Data under study:
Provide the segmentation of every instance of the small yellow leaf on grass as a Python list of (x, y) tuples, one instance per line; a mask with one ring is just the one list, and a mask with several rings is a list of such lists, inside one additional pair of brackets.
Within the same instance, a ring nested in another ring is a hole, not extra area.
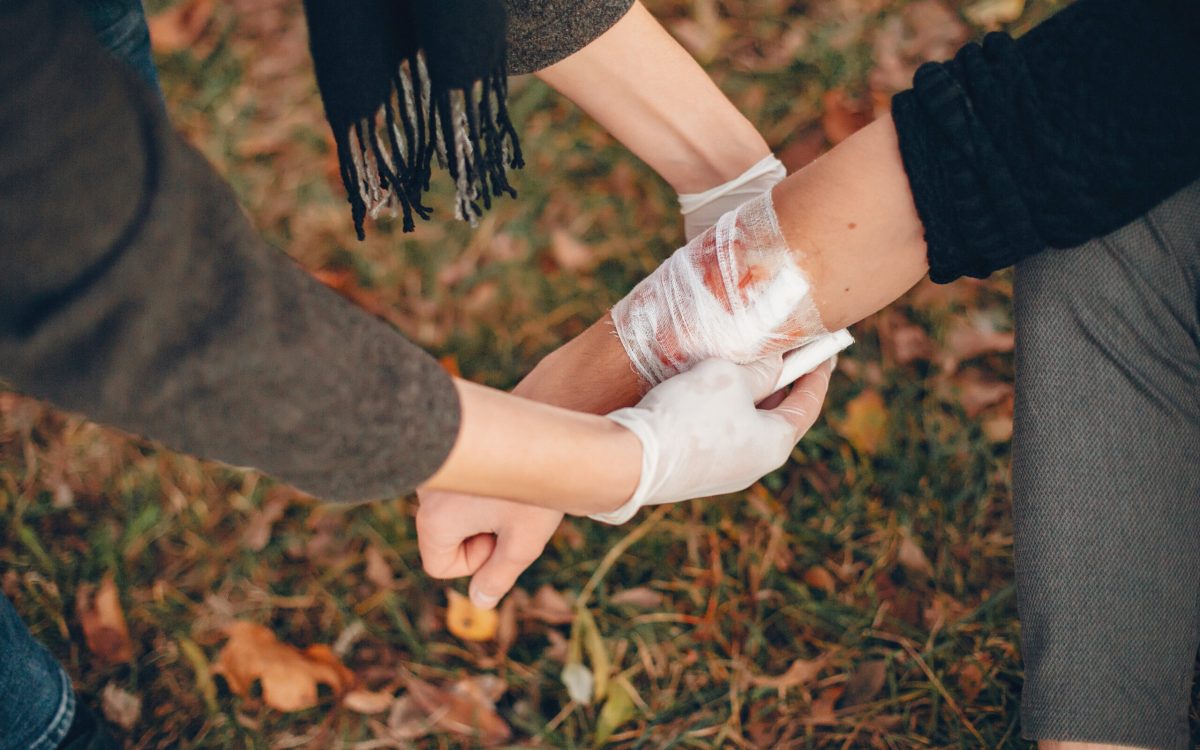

...

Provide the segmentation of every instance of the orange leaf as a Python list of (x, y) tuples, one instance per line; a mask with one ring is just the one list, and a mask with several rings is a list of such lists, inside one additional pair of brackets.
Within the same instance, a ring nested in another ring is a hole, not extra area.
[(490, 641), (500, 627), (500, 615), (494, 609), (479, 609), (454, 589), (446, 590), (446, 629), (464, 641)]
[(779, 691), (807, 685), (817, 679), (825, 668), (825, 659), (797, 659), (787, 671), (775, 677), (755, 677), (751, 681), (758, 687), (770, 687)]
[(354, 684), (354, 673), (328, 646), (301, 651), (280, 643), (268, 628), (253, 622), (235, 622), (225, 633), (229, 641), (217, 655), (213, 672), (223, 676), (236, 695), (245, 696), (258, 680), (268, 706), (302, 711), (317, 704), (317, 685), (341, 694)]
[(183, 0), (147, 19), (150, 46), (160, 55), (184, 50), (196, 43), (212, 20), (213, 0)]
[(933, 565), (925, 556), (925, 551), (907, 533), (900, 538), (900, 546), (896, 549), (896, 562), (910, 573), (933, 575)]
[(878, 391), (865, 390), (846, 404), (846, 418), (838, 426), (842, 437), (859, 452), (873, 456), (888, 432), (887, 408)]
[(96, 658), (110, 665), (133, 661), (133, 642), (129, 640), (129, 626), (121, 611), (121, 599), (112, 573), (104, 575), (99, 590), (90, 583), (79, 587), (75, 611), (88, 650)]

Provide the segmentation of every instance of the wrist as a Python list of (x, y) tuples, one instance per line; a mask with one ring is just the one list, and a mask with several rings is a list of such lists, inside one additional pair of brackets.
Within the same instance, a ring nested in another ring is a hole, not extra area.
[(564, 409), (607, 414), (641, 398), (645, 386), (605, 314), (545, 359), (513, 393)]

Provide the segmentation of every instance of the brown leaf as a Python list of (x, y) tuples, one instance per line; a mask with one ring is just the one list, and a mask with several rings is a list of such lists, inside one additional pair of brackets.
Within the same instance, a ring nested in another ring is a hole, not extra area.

Aim of the task: Return each line above where the word "mask" shows up.

Answer to the problem:
Provide the segmentation of every instance of the small yellow leaf on grass as a Python list of (x, y) tuples, one instance per line; a mask with one ring is just the one list, and a mask with several rings is a list of such lists, inside one additional pair of brackets.
Provide the segmentation of every instance of the orange leaf as a Python list of (x, y) tuples, one instance per line; a mask with one ring is just the one list, and a mask with several rings is a list of such lists, inside one additional pair of brackets.
Provide the segmentation of every instance of the wrist as a Python list of (x, y) tuples, one instance per line; a mask with one ring is just the one list, and a mask with several rings is a list of such lists, inside one additional pair of brackets.
Provide the segmentation of every instance of the brown leaf as a Python list of (x, y) tuples, one instance per line; a mask with one ring is just the one list, and a mask with several rings is a list of such lists, inside one additional pair of brackets.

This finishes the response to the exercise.